Directions for this task: Convert the entries below into a two-column CSV with the header columns "instruction" and "svg". Give one row per entry, with its text and its answer each in a single quoted field and line breaks replaced by spaces, and omit the pictures.

Records shown:
· · · · · · ·
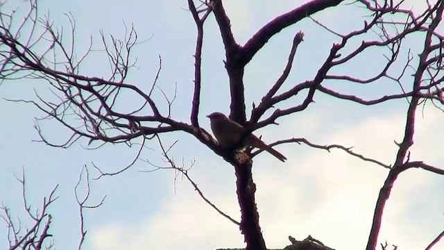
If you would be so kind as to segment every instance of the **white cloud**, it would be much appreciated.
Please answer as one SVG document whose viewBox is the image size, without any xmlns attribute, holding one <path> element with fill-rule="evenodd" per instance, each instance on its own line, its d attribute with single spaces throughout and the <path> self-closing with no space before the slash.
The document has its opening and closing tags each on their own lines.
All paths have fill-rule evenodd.
<svg viewBox="0 0 444 250">
<path fill-rule="evenodd" d="M 423 145 L 418 151 L 415 149 L 412 155 L 442 162 L 442 147 L 431 147 L 430 143 L 443 135 L 438 128 L 444 119 L 439 112 L 427 115 L 425 120 L 416 119 L 416 141 Z M 324 135 L 322 143 L 355 146 L 357 152 L 391 163 L 396 150 L 393 140 L 400 138 L 404 122 L 402 116 L 393 115 L 344 124 L 334 133 Z M 432 135 L 430 131 L 434 131 Z M 299 146 L 287 164 L 275 164 L 273 158 L 263 156 L 255 159 L 257 203 L 268 247 L 289 244 L 289 235 L 302 239 L 311 234 L 338 249 L 364 249 L 387 169 L 337 150 L 327 153 Z M 299 155 L 301 152 L 304 154 Z M 234 180 L 228 177 L 232 172 L 225 166 L 215 166 L 218 165 L 208 164 L 193 174 L 198 174 L 196 182 L 202 184 L 207 197 L 237 219 Z M 442 193 L 433 190 L 432 177 L 430 173 L 413 169 L 400 176 L 386 203 L 379 242 L 387 240 L 402 249 L 424 249 L 439 233 L 439 222 L 443 221 L 439 208 L 427 206 L 439 205 L 431 201 L 439 199 L 436 195 Z M 93 249 L 144 249 L 149 246 L 156 249 L 211 249 L 243 246 L 235 225 L 205 203 L 186 181 L 178 185 L 178 194 L 165 197 L 157 213 L 139 223 L 110 224 L 92 232 Z M 434 194 L 429 194 L 430 199 L 424 198 L 434 191 Z M 429 203 L 421 203 L 425 201 Z M 417 210 L 412 212 L 412 208 Z M 417 227 L 417 221 L 428 222 L 429 226 L 421 227 L 420 224 Z"/>
</svg>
· · · · · · ·
Written reply:
instruction,svg
"If you would be so kind as to segment every instance of the **white cloud**, it would be much appreciated. Please answer as one SVG document whose viewBox is the image size, without any xmlns attribute, holding one <path> element with fill-rule=""evenodd"" per instance, each instance on its own line, its d attribute with single spaces throughout and the <path> self-closing with no space before the slash. The document has its opening and closing tags each on their own lines. All paths have fill-rule evenodd.","<svg viewBox=""0 0 444 250""> <path fill-rule=""evenodd"" d=""M 423 145 L 418 151 L 415 149 L 412 155 L 442 162 L 442 147 L 431 147 L 430 143 L 443 135 L 438 128 L 444 119 L 439 112 L 427 115 L 425 120 L 416 119 L 416 141 Z M 324 135 L 322 143 L 355 146 L 357 152 L 391 163 L 396 150 L 393 140 L 400 138 L 404 122 L 402 116 L 393 115 L 344 124 L 334 133 Z M 432 135 L 430 131 L 434 131 Z M 299 146 L 287 164 L 275 164 L 273 158 L 263 156 L 255 159 L 257 203 L 268 247 L 289 244 L 289 235 L 302 239 L 311 234 L 338 249 L 364 249 L 387 169 L 337 150 L 327 153 Z M 299 155 L 301 152 L 304 154 Z M 234 180 L 228 177 L 232 172 L 225 166 L 215 166 L 218 165 L 208 164 L 193 174 L 198 174 L 196 182 L 202 184 L 207 197 L 237 219 Z M 442 193 L 433 190 L 432 177 L 430 173 L 413 169 L 400 176 L 386 203 L 379 242 L 387 240 L 402 249 L 424 249 L 439 233 L 439 222 L 443 221 L 439 208 L 427 206 L 439 205 L 431 201 L 439 199 L 436 195 Z M 93 249 L 144 249 L 149 246 L 156 249 L 211 249 L 243 246 L 235 225 L 205 203 L 186 181 L 178 185 L 178 194 L 165 197 L 157 213 L 139 223 L 110 224 L 92 232 Z M 434 194 L 429 194 L 430 199 L 424 198 L 434 191 Z M 429 203 L 421 203 L 425 201 Z M 417 210 L 412 212 L 412 208 Z M 417 227 L 417 221 L 428 222 L 429 226 L 421 227 L 420 224 Z""/> </svg>"